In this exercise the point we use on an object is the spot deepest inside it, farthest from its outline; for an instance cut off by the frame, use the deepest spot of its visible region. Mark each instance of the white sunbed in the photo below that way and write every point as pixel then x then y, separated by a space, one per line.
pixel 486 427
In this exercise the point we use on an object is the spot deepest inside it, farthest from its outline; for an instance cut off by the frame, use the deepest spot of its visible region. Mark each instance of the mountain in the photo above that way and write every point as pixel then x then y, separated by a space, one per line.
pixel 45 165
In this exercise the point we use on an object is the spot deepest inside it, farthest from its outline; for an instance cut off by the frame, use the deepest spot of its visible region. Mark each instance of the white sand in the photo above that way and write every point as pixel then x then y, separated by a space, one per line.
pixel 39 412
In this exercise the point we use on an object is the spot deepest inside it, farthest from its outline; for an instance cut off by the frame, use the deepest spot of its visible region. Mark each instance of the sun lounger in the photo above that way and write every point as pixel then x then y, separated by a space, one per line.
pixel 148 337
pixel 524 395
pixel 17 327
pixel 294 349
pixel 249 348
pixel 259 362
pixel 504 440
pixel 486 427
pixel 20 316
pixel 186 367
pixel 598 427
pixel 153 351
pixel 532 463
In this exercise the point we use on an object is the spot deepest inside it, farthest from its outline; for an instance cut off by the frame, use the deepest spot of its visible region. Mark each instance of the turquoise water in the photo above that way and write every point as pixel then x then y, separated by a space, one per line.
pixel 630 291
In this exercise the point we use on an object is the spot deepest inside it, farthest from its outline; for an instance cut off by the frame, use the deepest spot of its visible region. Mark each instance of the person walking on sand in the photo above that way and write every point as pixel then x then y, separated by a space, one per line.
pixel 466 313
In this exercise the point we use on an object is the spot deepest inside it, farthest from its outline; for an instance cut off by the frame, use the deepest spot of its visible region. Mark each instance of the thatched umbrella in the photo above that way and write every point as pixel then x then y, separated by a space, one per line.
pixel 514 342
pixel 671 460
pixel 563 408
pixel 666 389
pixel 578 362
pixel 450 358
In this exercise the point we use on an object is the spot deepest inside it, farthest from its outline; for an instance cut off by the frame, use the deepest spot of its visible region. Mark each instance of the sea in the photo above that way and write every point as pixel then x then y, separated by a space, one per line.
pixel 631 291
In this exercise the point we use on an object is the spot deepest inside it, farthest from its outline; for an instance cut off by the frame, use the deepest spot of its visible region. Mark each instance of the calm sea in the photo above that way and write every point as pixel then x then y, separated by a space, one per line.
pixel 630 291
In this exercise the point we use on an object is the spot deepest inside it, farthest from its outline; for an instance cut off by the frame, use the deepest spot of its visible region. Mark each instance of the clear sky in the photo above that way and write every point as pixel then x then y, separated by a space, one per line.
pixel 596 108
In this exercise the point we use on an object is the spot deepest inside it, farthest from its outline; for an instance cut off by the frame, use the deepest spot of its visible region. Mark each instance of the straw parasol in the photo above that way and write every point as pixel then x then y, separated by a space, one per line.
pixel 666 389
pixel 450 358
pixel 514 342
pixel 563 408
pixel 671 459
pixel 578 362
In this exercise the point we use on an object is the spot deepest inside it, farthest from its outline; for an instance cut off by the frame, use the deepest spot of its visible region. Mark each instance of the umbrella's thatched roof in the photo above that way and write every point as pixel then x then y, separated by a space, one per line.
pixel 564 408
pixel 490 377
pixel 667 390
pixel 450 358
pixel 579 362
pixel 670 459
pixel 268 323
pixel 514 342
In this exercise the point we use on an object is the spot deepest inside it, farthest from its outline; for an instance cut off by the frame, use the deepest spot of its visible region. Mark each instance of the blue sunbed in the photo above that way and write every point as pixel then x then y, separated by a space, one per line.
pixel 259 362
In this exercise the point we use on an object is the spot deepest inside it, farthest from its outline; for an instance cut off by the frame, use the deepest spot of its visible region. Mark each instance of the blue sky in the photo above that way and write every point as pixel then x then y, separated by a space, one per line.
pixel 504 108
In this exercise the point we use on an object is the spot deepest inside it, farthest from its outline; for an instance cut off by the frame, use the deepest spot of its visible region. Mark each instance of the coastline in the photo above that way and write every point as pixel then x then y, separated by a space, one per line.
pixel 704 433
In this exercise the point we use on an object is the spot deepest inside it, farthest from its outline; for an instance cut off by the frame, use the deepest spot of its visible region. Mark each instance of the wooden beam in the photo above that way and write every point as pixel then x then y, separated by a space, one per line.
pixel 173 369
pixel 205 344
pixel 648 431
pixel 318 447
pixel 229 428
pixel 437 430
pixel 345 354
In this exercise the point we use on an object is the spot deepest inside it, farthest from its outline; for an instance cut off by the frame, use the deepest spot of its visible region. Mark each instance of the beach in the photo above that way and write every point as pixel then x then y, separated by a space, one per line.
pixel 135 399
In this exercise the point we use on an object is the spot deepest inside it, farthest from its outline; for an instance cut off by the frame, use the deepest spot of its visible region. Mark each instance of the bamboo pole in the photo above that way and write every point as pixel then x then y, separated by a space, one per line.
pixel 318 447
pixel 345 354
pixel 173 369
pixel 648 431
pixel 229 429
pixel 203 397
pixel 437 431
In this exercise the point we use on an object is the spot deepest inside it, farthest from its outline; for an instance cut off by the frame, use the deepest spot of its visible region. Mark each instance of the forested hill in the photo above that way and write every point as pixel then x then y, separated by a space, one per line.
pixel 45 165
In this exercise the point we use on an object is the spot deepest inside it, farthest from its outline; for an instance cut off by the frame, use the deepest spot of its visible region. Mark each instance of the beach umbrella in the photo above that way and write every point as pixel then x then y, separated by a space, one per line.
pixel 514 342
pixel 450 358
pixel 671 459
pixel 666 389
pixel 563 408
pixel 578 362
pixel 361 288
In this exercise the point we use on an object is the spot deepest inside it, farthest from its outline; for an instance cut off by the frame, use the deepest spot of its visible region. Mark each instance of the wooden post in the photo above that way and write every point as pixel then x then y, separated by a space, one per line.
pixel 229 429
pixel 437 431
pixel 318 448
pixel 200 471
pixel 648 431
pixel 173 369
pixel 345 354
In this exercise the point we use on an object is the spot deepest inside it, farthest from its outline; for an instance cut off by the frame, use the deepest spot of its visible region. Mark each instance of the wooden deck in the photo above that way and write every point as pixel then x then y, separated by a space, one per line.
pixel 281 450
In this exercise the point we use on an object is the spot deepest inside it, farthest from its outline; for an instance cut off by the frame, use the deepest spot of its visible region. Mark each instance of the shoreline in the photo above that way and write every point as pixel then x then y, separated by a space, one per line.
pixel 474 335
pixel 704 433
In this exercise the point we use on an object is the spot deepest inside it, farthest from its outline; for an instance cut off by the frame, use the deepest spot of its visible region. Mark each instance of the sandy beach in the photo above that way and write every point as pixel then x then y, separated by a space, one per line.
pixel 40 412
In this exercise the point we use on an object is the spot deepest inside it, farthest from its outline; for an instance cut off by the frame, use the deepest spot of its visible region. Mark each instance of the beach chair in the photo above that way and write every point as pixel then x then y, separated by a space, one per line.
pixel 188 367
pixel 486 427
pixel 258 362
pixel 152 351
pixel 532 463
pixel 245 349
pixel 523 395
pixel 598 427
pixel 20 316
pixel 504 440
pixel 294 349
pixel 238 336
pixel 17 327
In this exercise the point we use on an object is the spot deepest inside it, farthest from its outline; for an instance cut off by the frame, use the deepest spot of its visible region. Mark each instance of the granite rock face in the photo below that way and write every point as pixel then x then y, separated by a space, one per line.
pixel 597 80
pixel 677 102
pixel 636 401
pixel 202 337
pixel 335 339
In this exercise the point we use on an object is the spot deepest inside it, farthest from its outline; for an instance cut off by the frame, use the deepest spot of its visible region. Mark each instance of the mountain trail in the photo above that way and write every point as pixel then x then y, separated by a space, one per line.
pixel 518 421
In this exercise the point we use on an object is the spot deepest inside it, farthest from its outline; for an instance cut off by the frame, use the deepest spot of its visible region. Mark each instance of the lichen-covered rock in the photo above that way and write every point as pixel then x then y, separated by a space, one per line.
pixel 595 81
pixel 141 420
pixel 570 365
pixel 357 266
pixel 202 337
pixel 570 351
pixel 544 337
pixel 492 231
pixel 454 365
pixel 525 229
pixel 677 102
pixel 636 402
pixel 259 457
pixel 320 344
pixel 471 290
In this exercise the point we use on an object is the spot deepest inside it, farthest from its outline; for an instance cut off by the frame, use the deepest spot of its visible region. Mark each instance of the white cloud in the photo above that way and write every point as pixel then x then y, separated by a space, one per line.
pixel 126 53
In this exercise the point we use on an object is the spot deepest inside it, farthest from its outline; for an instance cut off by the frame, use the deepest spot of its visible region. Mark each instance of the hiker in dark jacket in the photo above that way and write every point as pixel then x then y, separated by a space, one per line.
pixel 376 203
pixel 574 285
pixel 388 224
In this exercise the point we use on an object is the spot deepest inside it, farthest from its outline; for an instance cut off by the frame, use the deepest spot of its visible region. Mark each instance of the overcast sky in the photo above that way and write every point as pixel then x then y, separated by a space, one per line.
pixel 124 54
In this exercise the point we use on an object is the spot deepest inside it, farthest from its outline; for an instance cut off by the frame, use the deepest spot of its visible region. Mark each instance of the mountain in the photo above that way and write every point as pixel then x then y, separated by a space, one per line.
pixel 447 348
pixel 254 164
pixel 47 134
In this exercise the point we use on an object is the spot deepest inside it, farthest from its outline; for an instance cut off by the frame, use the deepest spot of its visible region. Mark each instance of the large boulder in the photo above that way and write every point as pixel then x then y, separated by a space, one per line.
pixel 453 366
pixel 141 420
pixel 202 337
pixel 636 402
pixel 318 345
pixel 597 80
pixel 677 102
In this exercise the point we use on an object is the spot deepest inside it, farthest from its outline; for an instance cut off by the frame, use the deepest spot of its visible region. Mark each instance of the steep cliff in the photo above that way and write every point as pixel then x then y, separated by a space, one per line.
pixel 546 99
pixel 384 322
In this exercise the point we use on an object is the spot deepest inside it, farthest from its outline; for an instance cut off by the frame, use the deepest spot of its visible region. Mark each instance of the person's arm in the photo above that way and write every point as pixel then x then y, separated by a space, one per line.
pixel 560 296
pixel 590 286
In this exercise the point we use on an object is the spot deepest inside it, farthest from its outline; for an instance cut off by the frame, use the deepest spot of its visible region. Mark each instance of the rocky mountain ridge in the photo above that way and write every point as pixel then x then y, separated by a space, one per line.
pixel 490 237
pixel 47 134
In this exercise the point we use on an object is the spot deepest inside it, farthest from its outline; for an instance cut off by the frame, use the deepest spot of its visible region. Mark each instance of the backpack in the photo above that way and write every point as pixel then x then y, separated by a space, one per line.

##########

Your instructions » Take the lines above from the one holding "of the steep" to the last and output them exactly.

Output for this exercise »
In this exercise the point we use on an object is the spot deepest inside it, farthest from its outline; for an instance cut off by the frame, use the deepest spot of its visible region. Mark each instance of the steep cliff in the photo above that way and write every point as pixel then x then y, separated by a space, one per line.
pixel 546 99
pixel 384 322
In this exercise the point we use on an object is the spot deepest inside it, farthest from its outline; for an instance cut off by the frame, use the deepest spot of its visible region. Mark each instance of the person's arm in the photo above that way and write every point as pixel then x then y, separated by a space, one per line.
pixel 560 296
pixel 590 286
In this exercise the point we use on an object is the spot deepest inside it, farthest from its outline; for an instance cut off by the frame, use the deepest spot of its visible region. Mark each instance of the rocky mountain ridge in the photo above that way and write every point as pixel then x then y, separated by a space, one per line.
pixel 490 237
pixel 47 134
In this exercise the point we use on an object is the spot deepest inside it, farthest from its outline; for an instance cut off by the frame, use the deepest spot of its visible region. Mark each instance of the backpack in the photo above that way and write every point as pixel then x then y, separated by a space, one per line.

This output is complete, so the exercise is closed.